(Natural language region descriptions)
▶

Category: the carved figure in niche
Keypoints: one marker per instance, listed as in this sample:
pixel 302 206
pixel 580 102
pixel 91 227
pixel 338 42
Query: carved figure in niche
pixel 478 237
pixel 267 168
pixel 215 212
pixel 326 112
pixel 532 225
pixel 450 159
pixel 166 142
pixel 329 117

◀

• _WHAT TO PRODUCE_
Give the entries again exactly, every one.

• _EXPECTED OUTPUT_
Category: the carved figure in niche
Keypoints: one marker per instance, listed as in this sample:
pixel 302 206
pixel 580 102
pixel 91 227
pixel 338 42
Query: carved figure in niche
pixel 478 237
pixel 267 168
pixel 215 212
pixel 326 112
pixel 532 225
pixel 450 159
pixel 166 142
pixel 329 117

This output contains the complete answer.